_DATA FOR ANALYSIS_
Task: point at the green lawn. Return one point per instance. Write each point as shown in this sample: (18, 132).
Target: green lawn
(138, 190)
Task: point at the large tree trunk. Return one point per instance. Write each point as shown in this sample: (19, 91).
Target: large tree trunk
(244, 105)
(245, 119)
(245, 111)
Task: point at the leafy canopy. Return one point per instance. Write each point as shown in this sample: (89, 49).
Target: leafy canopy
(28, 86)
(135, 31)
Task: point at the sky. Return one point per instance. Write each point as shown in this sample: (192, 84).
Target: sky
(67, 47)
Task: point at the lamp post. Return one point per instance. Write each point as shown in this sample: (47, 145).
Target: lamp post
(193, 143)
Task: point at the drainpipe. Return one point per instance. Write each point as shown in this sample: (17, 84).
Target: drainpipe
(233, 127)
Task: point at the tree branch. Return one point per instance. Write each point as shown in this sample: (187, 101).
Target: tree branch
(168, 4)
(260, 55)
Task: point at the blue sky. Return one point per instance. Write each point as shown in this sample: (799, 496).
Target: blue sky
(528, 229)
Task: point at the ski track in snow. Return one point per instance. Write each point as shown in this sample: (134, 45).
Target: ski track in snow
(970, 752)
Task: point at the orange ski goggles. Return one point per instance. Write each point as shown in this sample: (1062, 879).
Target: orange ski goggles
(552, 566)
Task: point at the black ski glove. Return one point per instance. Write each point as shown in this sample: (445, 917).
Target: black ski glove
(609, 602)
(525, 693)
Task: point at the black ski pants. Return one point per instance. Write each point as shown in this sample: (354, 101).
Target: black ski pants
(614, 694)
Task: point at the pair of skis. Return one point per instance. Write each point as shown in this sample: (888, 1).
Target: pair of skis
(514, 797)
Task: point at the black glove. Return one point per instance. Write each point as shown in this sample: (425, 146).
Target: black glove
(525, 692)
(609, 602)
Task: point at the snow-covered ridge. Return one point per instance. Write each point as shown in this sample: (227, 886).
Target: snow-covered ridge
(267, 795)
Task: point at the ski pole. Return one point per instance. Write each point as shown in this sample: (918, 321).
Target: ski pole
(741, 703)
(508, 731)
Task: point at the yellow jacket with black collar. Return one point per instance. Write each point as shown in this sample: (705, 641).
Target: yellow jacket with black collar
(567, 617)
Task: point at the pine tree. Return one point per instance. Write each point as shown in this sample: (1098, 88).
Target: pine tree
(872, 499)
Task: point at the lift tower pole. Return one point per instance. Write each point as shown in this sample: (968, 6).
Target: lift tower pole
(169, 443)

_YOUR ASSIGNMENT_
Set down every entry exactly as given.

_OUTPUT OF THE TASK_
Task: point at the green lawn. Return one point per instance. Write each point as shown in this sample: (18, 132).
Target: green lawn
(138, 190)
Task: point at the large tree trunk. Return one point per instance. Write each point as shown in this sample: (19, 91).
Target: large tree trunk
(244, 105)
(245, 119)
(245, 111)
Task: point at the leafy canopy. Return one point per instance. Write each point as shown in this sample: (89, 49).
Target: leafy canopy
(28, 86)
(135, 31)
Task: point at the sky. Return one point per instance. Write each point as shown in this sample: (192, 84).
Target: sky
(67, 47)
Task: point at the lamp post. Return one point per instance. Write each point as shown in this sample: (47, 145).
Target: lamp post
(193, 143)
Task: point at the drainpipe. Return one point per instance. Write each point as shown in this sample: (17, 84).
Target: drainpipe
(233, 127)
Task: point at the tree branch. Return one point per instance. Write each point as shown in this sample: (187, 101).
Target: tree branch
(168, 4)
(260, 55)
Task: point at the blue sky. Return one point per instance. Write each point as shown in this sample: (799, 496).
Target: blue sky
(528, 229)
Task: point at the ski track in snow. Return one point per instance. Write each point as shown in this sample: (134, 45).
Target: ski track in snow
(970, 752)
Task: point at the orange ski goggles. Return one point per instance. Write each point as shown in this sample: (1062, 879).
Target: orange ski goggles
(552, 566)
Task: point at the black ski glove. Return one point per instance. Write each point as shown in this sample: (445, 917).
Target: black ski glove
(609, 602)
(525, 693)
Task: point at the black ski pants. Return one point per instance. Write each point as shown in this sample: (354, 101).
Target: black ski pants
(614, 694)
Task: point at the pair of skis. Return one point per instance. Write each point as shown in this sample: (888, 1).
Target: pair of skis
(514, 797)
Task: point at the black glove. Return one point per instance. Write each point as shown in this sample: (425, 146).
Target: black glove
(525, 692)
(609, 602)
Task: point at the snow-covered ridge. Return one point per instance. Write each point as shown in this sample: (227, 886).
Target: snow-covered ridge
(267, 795)
Task: point at the ski pole. Return one point per instance. Write each point as shown in this sample: (918, 321).
Target: ski pole
(741, 703)
(508, 731)
Task: point at the yellow jacket with black collar. Return one point per instance. Write each point as shown in this sample: (705, 641).
Target: yellow jacket with black collar
(567, 617)
Task: point at the pine tree. Return one point per instance. Write each point as shown in this sample: (1098, 88).
Target: pine tree
(872, 499)
Task: point at the lift tower pole. Return one point per instance. Write each point as shown in this sample: (968, 6).
Target: lift tower pole
(169, 443)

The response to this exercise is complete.